• [DATASET RECORDS]:
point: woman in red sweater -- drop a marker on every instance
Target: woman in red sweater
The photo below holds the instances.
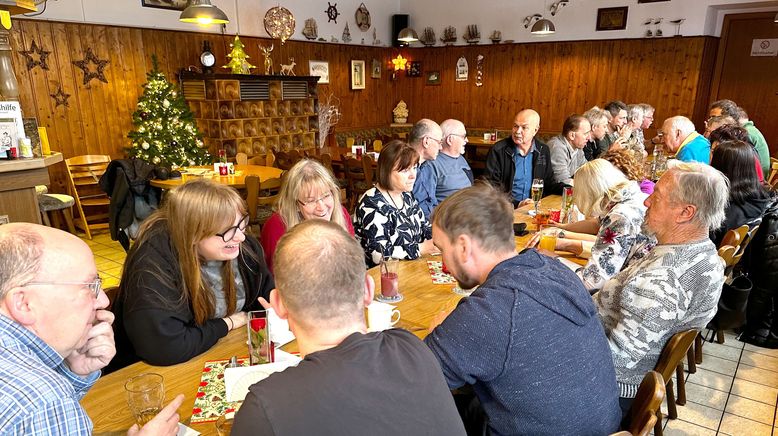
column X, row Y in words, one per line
column 309, row 191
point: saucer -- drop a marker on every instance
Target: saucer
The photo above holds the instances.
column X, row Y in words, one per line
column 395, row 299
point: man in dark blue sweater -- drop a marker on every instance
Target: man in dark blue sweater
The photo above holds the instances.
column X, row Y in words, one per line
column 528, row 339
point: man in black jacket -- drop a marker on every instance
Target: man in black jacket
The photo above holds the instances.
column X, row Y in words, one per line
column 513, row 162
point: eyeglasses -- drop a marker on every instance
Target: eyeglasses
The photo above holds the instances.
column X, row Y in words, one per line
column 94, row 286
column 313, row 203
column 228, row 234
column 409, row 169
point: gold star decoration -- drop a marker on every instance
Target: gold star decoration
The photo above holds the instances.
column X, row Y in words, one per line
column 60, row 97
column 90, row 74
column 36, row 56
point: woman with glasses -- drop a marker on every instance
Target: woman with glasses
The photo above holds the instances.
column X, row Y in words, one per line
column 309, row 191
column 190, row 277
column 389, row 221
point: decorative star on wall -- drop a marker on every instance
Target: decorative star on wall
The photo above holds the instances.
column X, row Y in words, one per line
column 60, row 98
column 36, row 56
column 90, row 74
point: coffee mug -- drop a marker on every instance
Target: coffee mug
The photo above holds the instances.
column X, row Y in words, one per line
column 381, row 316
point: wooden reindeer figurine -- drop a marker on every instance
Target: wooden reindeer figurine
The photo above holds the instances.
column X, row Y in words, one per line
column 268, row 62
column 288, row 70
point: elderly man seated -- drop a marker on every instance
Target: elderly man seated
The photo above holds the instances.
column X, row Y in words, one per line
column 55, row 334
column 567, row 153
column 676, row 286
column 679, row 137
column 350, row 382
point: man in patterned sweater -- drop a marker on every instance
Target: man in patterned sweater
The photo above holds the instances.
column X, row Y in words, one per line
column 677, row 285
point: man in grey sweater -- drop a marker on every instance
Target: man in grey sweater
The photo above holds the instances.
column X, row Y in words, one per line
column 677, row 285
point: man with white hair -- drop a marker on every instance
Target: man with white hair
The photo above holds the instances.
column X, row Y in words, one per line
column 682, row 274
column 679, row 137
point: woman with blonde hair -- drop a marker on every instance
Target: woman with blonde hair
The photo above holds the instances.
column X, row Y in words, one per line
column 309, row 191
column 613, row 234
column 189, row 278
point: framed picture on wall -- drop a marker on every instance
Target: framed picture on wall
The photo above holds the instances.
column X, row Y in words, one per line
column 177, row 5
column 612, row 18
column 320, row 69
column 357, row 74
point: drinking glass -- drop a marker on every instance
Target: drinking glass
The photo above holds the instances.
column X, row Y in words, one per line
column 260, row 347
column 537, row 192
column 145, row 395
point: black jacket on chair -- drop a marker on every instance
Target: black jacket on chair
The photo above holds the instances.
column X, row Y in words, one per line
column 126, row 181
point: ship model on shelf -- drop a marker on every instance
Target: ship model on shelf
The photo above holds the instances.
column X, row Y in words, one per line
column 310, row 30
column 472, row 35
column 428, row 37
column 449, row 35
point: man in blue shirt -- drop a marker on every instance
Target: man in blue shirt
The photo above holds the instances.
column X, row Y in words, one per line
column 426, row 137
column 55, row 334
column 513, row 162
column 529, row 314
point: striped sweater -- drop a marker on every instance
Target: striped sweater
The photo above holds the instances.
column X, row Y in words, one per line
column 673, row 288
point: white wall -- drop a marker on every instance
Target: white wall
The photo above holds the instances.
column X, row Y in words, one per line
column 246, row 16
column 575, row 21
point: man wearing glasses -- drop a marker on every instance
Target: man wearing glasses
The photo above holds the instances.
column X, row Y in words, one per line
column 450, row 169
column 426, row 137
column 55, row 334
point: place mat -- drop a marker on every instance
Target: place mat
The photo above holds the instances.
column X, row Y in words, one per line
column 210, row 401
column 438, row 276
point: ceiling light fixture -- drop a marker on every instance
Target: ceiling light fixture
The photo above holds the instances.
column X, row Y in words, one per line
column 203, row 12
column 541, row 27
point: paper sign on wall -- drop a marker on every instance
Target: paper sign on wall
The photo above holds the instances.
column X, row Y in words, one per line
column 764, row 47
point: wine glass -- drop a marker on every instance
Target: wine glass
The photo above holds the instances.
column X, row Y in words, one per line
column 537, row 193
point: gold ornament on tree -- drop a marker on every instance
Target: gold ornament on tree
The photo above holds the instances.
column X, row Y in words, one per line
column 279, row 23
column 238, row 63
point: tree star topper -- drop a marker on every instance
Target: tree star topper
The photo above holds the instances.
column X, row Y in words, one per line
column 60, row 97
column 332, row 12
column 89, row 74
column 36, row 56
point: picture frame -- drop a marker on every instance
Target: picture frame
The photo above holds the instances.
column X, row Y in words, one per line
column 176, row 5
column 414, row 69
column 612, row 18
column 375, row 69
column 357, row 74
column 433, row 77
column 320, row 69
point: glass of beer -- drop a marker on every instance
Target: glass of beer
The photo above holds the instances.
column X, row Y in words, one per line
column 145, row 395
column 537, row 192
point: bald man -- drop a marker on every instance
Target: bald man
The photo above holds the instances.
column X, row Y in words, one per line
column 55, row 334
column 513, row 162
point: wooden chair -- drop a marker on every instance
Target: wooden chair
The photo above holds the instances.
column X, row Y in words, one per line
column 84, row 173
column 671, row 360
column 260, row 198
column 359, row 180
column 642, row 416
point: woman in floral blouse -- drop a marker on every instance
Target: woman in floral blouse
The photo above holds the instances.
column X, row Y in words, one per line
column 612, row 236
column 388, row 221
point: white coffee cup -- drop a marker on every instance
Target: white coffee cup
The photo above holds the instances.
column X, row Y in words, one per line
column 381, row 316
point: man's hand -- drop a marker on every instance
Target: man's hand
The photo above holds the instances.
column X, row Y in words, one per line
column 165, row 423
column 99, row 348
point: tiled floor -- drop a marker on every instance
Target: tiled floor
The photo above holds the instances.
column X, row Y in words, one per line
column 734, row 392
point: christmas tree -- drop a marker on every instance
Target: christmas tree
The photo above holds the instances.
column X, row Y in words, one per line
column 165, row 131
column 238, row 56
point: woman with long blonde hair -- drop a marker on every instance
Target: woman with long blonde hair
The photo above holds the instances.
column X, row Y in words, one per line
column 309, row 191
column 190, row 277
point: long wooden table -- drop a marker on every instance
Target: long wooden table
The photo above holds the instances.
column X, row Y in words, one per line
column 106, row 403
column 237, row 181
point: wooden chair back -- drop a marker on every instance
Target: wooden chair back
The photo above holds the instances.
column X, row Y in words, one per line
column 260, row 195
column 641, row 417
column 84, row 173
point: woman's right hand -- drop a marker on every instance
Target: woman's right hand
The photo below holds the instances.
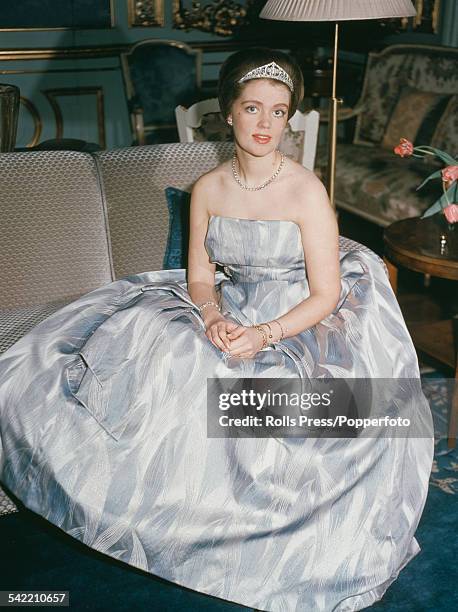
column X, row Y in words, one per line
column 217, row 328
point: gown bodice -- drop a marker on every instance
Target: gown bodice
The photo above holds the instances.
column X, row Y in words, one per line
column 263, row 262
column 253, row 250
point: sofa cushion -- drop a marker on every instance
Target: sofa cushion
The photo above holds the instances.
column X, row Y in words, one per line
column 176, row 252
column 53, row 233
column 15, row 323
column 134, row 181
column 415, row 117
column 379, row 186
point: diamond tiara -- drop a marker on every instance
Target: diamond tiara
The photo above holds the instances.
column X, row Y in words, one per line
column 269, row 71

• [PROBLEM DETAILS]: Copy out everything from "point: ceiling light" down to "column 541, row 27", swapping "ceiling light fixture" for "overhead lamp" and leaving the rest as it is.

• [SOLVED EXERCISE]:
point: overhead lamp -- drop a marker on every instance
Target: overhead lamp
The photo above holds the instances.
column X, row Y in words, one per line
column 203, row 12
column 541, row 27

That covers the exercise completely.